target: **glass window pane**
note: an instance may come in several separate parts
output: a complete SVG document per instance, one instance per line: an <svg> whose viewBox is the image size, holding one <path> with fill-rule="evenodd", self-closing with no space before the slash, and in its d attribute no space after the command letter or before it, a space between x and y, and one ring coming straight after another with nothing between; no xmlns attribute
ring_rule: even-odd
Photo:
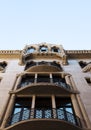
<svg viewBox="0 0 91 130"><path fill-rule="evenodd" d="M21 108L15 108L14 109L14 114L18 113L18 112L21 112Z"/></svg>
<svg viewBox="0 0 91 130"><path fill-rule="evenodd" d="M28 49L27 49L27 53L33 53L34 51L35 51L34 48L28 48Z"/></svg>
<svg viewBox="0 0 91 130"><path fill-rule="evenodd" d="M67 107L66 107L65 110L66 110L67 112L73 113L72 108L69 108L69 107L67 108Z"/></svg>
<svg viewBox="0 0 91 130"><path fill-rule="evenodd" d="M40 47L40 51L43 51L43 52L48 51L48 48L47 48L47 47L42 46L42 47Z"/></svg>

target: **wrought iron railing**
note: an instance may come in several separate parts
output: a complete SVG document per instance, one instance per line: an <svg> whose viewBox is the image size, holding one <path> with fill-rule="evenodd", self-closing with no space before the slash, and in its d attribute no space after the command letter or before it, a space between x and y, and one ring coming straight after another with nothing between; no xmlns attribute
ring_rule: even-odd
<svg viewBox="0 0 91 130"><path fill-rule="evenodd" d="M7 120L7 126L13 125L23 120L31 119L58 119L67 121L78 127L82 127L81 119L76 115L63 109L27 109L10 116Z"/></svg>
<svg viewBox="0 0 91 130"><path fill-rule="evenodd" d="M30 62L26 64L25 70L27 70L28 68L32 67L32 66L37 66L37 65L48 65L48 66L55 66L59 69L62 69L60 64L56 63L56 62L45 62L45 61L41 61L41 62Z"/></svg>
<svg viewBox="0 0 91 130"><path fill-rule="evenodd" d="M31 84L38 84L38 83L50 83L71 90L71 86L68 85L66 82L62 82L59 78L54 80L53 78L45 78L45 77L35 78L33 80L27 80L26 82L21 82L17 88L25 87Z"/></svg>
<svg viewBox="0 0 91 130"><path fill-rule="evenodd" d="M62 82L60 79L53 80L53 83L56 84L56 85L58 85L58 86L60 86L60 87L65 88L65 89L71 90L71 86L68 85L66 82Z"/></svg>

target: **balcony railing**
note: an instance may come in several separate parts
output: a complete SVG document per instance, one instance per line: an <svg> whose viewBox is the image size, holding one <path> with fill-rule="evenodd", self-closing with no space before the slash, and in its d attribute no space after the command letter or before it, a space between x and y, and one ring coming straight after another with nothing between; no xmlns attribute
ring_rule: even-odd
<svg viewBox="0 0 91 130"><path fill-rule="evenodd" d="M38 84L38 83L43 83L43 84L50 83L50 85L54 84L54 85L60 86L62 88L71 90L71 86L69 86L66 82L62 82L60 79L53 80L52 78L37 78L37 79L35 78L32 80L27 80L25 82L21 82L18 85L18 88L25 87L25 86L28 86L31 84Z"/></svg>
<svg viewBox="0 0 91 130"><path fill-rule="evenodd" d="M78 127L82 127L82 122L76 115L67 112L63 109L27 109L16 114L13 114L8 118L7 126L13 125L17 122L24 120L33 119L58 119L62 121L67 121Z"/></svg>
<svg viewBox="0 0 91 130"><path fill-rule="evenodd" d="M25 70L29 69L32 66L38 66L38 65L48 65L48 66L55 66L59 69L62 69L60 64L56 63L56 62L45 62L45 61L41 61L41 62L30 62L27 63Z"/></svg>

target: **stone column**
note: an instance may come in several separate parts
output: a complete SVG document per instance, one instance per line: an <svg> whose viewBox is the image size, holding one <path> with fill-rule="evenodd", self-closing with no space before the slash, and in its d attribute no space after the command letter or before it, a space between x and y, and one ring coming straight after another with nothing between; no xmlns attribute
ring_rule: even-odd
<svg viewBox="0 0 91 130"><path fill-rule="evenodd" d="M35 114L35 98L36 98L36 96L35 95L33 95L32 96L32 104L31 104L31 115L30 115L30 118L34 118L34 114Z"/></svg>
<svg viewBox="0 0 91 130"><path fill-rule="evenodd" d="M34 80L34 83L37 83L37 77L38 77L38 74L35 74L35 80Z"/></svg>
<svg viewBox="0 0 91 130"><path fill-rule="evenodd" d="M53 112L53 118L57 117L56 113L56 102L55 102L55 96L52 95L52 112Z"/></svg>
<svg viewBox="0 0 91 130"><path fill-rule="evenodd" d="M32 96L32 104L31 104L31 108L35 108L35 95Z"/></svg>
<svg viewBox="0 0 91 130"><path fill-rule="evenodd" d="M50 74L50 83L53 83L52 74Z"/></svg>
<svg viewBox="0 0 91 130"><path fill-rule="evenodd" d="M8 104L8 107L7 107L7 111L5 113L5 116L4 116L2 125L1 125L1 129L5 128L6 124L8 123L7 121L9 119L9 117L11 116L11 113L12 113L12 110L14 107L14 101L15 101L15 94L12 94L10 101L9 101L9 104Z"/></svg>

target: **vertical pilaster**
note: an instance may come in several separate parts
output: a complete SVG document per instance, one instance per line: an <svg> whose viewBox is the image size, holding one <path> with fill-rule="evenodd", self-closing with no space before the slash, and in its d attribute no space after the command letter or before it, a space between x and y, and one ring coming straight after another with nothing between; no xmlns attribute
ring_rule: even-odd
<svg viewBox="0 0 91 130"><path fill-rule="evenodd" d="M71 95L71 101L72 101L72 104L73 104L73 107L74 107L75 114L76 114L77 117L80 118L80 120L77 120L77 123L82 125L82 127L85 127L86 126L85 122L84 122L84 120L82 120L83 119L82 111L80 109L80 106L78 104L78 100L77 100L76 97L77 97L77 95L74 95L74 94Z"/></svg>
<svg viewBox="0 0 91 130"><path fill-rule="evenodd" d="M88 118L88 116L86 114L86 111L85 111L85 108L84 108L83 103L81 101L81 98L80 98L79 95L77 95L76 97L77 97L77 101L78 101L78 104L79 104L81 112L82 112L82 117L84 119L83 120L83 126L90 129L91 128L91 123L90 123L89 118Z"/></svg>
<svg viewBox="0 0 91 130"><path fill-rule="evenodd" d="M15 81L15 84L14 84L14 90L17 89L20 81L21 81L21 76L17 75L16 81Z"/></svg>
<svg viewBox="0 0 91 130"><path fill-rule="evenodd" d="M70 81L70 75L66 75L66 76L65 76L65 80L66 80L66 83L67 83L68 85L70 85L70 86L72 85L72 84L71 84L71 81Z"/></svg>
<svg viewBox="0 0 91 130"><path fill-rule="evenodd" d="M66 75L65 76L65 81L70 86L70 89L71 89L72 88L72 84L71 84L71 81L70 81L70 75Z"/></svg>
<svg viewBox="0 0 91 130"><path fill-rule="evenodd" d="M8 107L7 107L7 111L6 111L6 114L4 116L4 119L3 119L3 122L2 122L2 125L1 125L1 128L5 128L6 124L8 123L8 119L12 113L12 110L13 110L13 107L14 107L14 101L15 101L15 94L12 94L11 95L11 98L10 98L10 102L8 104Z"/></svg>
<svg viewBox="0 0 91 130"><path fill-rule="evenodd" d="M53 118L57 117L57 113L56 113L56 102L55 102L55 96L52 95L52 114L53 114Z"/></svg>
<svg viewBox="0 0 91 130"><path fill-rule="evenodd" d="M74 90L77 90L75 82L74 82L72 76L70 76L70 81L71 81L71 84L72 84L72 87L74 88Z"/></svg>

——

§ **Brief**:
Where a line in the records above contains the string "railing", return that line.

§ **Finished exercise**:
target: **wrought iron railing**
target: **balcony railing**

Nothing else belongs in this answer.